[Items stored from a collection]
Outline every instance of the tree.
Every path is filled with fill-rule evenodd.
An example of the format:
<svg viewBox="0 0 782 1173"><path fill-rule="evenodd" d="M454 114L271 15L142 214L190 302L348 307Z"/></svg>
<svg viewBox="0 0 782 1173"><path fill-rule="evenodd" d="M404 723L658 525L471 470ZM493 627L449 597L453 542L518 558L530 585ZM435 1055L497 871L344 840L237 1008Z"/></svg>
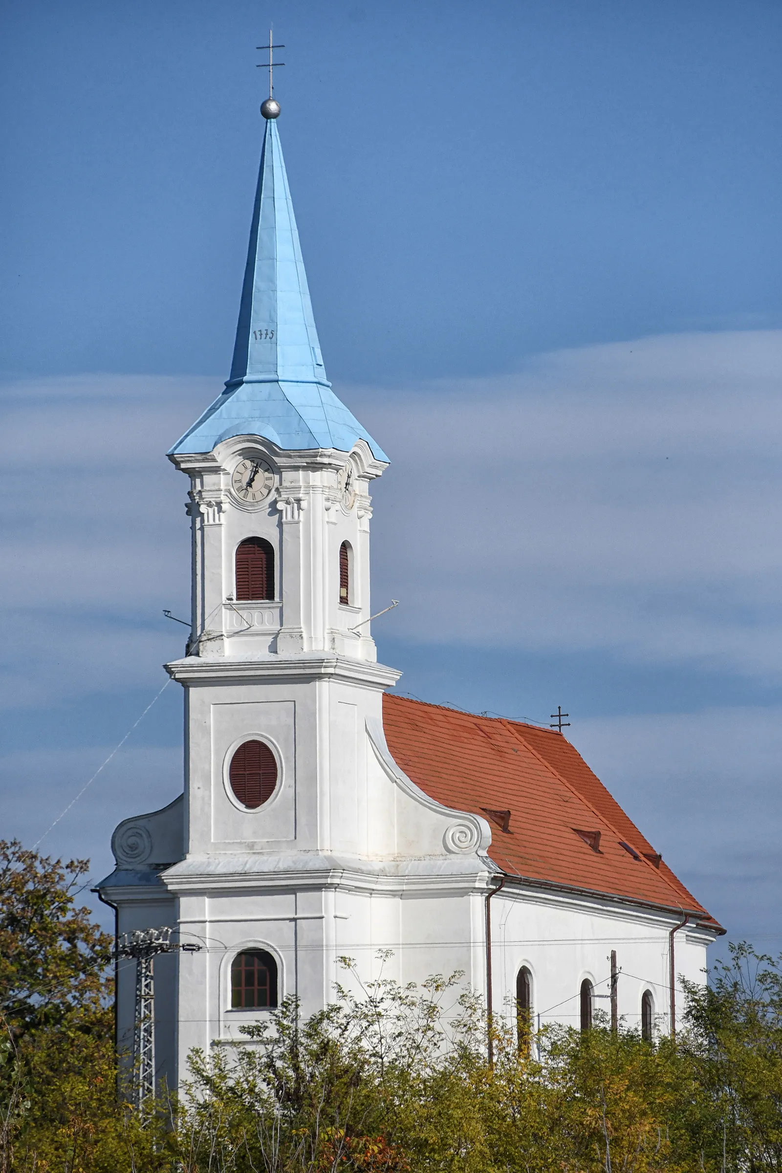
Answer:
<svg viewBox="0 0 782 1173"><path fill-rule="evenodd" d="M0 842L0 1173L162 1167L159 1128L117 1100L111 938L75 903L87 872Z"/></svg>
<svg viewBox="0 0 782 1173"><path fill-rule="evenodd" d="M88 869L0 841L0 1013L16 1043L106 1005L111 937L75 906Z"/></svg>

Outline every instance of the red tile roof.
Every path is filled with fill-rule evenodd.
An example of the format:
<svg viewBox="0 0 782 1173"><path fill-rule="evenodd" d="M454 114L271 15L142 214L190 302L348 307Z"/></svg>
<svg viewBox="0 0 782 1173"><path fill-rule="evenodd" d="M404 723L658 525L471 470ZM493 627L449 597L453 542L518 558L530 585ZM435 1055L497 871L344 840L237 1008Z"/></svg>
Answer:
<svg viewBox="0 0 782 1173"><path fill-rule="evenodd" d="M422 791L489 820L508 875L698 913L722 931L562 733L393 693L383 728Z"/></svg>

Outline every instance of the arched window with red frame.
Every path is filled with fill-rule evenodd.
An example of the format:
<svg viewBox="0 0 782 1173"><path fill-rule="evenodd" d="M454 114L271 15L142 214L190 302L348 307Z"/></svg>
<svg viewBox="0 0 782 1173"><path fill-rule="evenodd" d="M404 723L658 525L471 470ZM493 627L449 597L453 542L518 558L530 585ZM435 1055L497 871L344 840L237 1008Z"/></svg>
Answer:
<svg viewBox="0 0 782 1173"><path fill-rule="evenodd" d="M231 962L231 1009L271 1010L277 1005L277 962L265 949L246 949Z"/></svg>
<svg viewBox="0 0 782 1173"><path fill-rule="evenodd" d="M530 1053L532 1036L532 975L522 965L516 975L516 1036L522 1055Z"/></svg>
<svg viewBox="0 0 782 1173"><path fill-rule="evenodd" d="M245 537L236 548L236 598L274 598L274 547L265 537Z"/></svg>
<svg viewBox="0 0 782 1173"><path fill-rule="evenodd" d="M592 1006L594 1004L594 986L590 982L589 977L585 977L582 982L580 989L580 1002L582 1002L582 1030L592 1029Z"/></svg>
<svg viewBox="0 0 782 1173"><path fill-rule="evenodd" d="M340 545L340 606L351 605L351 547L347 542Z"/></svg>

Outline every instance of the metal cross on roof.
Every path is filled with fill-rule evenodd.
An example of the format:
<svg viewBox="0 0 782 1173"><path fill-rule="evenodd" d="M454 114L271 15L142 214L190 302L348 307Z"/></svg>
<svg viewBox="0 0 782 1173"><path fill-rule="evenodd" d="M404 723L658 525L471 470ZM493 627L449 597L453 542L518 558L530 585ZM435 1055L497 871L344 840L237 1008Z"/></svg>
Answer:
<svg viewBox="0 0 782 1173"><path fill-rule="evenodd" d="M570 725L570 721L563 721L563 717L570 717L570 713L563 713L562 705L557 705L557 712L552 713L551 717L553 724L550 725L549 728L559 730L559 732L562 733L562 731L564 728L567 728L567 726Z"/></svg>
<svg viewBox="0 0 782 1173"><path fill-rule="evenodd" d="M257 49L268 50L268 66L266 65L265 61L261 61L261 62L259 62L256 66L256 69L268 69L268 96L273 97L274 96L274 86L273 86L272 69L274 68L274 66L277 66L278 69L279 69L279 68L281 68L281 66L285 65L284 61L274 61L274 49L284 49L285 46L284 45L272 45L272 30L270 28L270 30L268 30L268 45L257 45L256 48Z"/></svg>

### YOUR TASK
Format all the lines above as a numbered list, skipping blank lines. Leave out any pictures.

### TASK ANSWER
1. Outline every instance of the tree.
2. Every path is filled with fill-rule evenodd.
3. An example of the format:
4. <svg viewBox="0 0 782 1173"><path fill-rule="evenodd" d="M454 114L271 15L142 214L190 302L348 307Z"/></svg>
5. <svg viewBox="0 0 782 1173"><path fill-rule="evenodd" d="M404 723L658 525L471 470ZM493 627L449 597L453 542L518 558L530 585ZM435 1055L497 871L344 840L237 1008Z"/></svg>
6. Answer:
7. <svg viewBox="0 0 782 1173"><path fill-rule="evenodd" d="M0 842L0 1173L162 1167L159 1128L117 1100L111 938L75 903L87 872Z"/></svg>
8. <svg viewBox="0 0 782 1173"><path fill-rule="evenodd" d="M88 869L0 841L0 1013L16 1043L106 1005L111 937L75 906Z"/></svg>
9. Outline every instance of the red tile roof.
10. Every path is filled with fill-rule evenodd.
11. An example of the format:
12. <svg viewBox="0 0 782 1173"><path fill-rule="evenodd" d="M454 114L271 15L142 214L190 302L348 307Z"/></svg>
13. <svg viewBox="0 0 782 1173"><path fill-rule="evenodd" d="M404 723L658 525L471 470ZM493 627L449 597L453 542L518 558L530 585ZM435 1055L497 871L344 840L237 1008Z"/></svg>
14. Answer:
15. <svg viewBox="0 0 782 1173"><path fill-rule="evenodd" d="M422 791L489 820L508 875L698 913L722 931L562 733L393 693L383 728Z"/></svg>
16. Outline every instance of the arched window with red frame.
17. Every path is filled with fill-rule evenodd.
18. An example of the format:
19. <svg viewBox="0 0 782 1173"><path fill-rule="evenodd" d="M454 114L271 15L142 214L190 302L348 307Z"/></svg>
20. <svg viewBox="0 0 782 1173"><path fill-rule="evenodd" d="M404 723L658 525L471 470ZM493 627L449 597L453 542L518 558L530 585ZM435 1055L497 871L344 840L237 1008Z"/></svg>
21. Answer:
22. <svg viewBox="0 0 782 1173"><path fill-rule="evenodd" d="M231 962L231 1009L271 1010L277 1005L277 962L265 949L246 949Z"/></svg>
23. <svg viewBox="0 0 782 1173"><path fill-rule="evenodd" d="M530 1053L532 1036L532 975L522 965L516 975L516 1036L522 1055Z"/></svg>
24. <svg viewBox="0 0 782 1173"><path fill-rule="evenodd" d="M245 537L236 548L236 598L274 598L274 547L265 537Z"/></svg>
25. <svg viewBox="0 0 782 1173"><path fill-rule="evenodd" d="M592 1006L594 1004L594 986L590 982L589 977L585 977L582 982L580 989L580 1002L582 1002L582 1030L592 1029Z"/></svg>
26. <svg viewBox="0 0 782 1173"><path fill-rule="evenodd" d="M340 545L340 606L351 605L351 547L347 542Z"/></svg>
27. Outline every instance of the metal cross on roof.
28. Every path is filled with fill-rule evenodd.
29. An example of the format:
30. <svg viewBox="0 0 782 1173"><path fill-rule="evenodd" d="M454 114L271 15L142 214L190 302L348 307Z"/></svg>
31. <svg viewBox="0 0 782 1173"><path fill-rule="evenodd" d="M404 723L658 525L471 470ZM493 627L449 597L453 542L518 558L530 585ZM435 1055L497 871L344 840L237 1008Z"/></svg>
32. Answer:
33. <svg viewBox="0 0 782 1173"><path fill-rule="evenodd" d="M570 725L570 721L563 721L563 717L570 717L570 713L563 713L562 705L557 705L557 712L552 713L551 717L553 724L550 725L549 728L559 730L559 732L562 733L562 731L564 728L567 728L567 726Z"/></svg>
34. <svg viewBox="0 0 782 1173"><path fill-rule="evenodd" d="M257 49L268 50L268 66L266 65L265 61L261 61L261 62L259 62L256 66L256 69L268 69L268 96L273 97L274 96L274 86L273 86L272 69L274 68L274 66L277 66L278 69L279 69L279 68L281 68L281 66L285 65L284 61L274 61L274 49L284 49L285 46L284 45L272 45L272 30L270 28L270 30L268 30L268 45L257 45L256 48Z"/></svg>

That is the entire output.